Data to use:
____________________
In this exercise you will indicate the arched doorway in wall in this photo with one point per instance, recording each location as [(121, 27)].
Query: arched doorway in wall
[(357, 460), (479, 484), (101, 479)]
____________________
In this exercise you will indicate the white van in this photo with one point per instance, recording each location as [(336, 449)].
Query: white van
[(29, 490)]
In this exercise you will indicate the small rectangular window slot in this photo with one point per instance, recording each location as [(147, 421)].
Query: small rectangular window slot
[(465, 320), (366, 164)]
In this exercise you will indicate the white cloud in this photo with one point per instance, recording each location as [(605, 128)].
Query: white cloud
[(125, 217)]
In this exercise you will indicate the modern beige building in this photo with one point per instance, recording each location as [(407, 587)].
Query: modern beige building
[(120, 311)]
____________________
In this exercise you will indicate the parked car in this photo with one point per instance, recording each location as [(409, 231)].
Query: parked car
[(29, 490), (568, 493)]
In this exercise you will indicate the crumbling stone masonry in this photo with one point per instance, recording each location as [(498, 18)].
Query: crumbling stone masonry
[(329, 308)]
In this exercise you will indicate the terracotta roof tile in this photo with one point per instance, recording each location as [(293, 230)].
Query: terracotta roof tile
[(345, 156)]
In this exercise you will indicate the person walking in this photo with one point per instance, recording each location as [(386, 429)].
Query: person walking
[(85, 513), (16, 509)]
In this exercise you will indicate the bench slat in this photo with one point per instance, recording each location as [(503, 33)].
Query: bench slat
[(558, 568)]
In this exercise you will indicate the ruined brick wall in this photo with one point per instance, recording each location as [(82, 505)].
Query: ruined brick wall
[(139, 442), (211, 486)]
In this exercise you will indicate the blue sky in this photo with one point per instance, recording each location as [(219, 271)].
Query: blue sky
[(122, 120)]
____________________
Goal: Print the lines exactly as they appear above, starting at the line that has "In this exercise you will indicate the person" and ending after the line that has "[(122, 120)]".

Complete output:
In this exercise you will indicate the person walking in this photo with one point per instance, recording each location as [(386, 429)].
Query: person walking
[(85, 513), (16, 509)]
In this exercise you will indicate the bench slat in this photo with one point per instance, recording each location as [(503, 33)].
Query: bench slat
[(558, 568)]
In this exercise you will indicate the ruined brick wall in this photo with one point per instance, recording each location as [(82, 505)].
Query: ruined brick wall
[(139, 442), (211, 486)]
In this exercise you will indicate the blue sky in this photo with one point per instance, recording each location as [(219, 271)].
Query: blue sky
[(122, 120)]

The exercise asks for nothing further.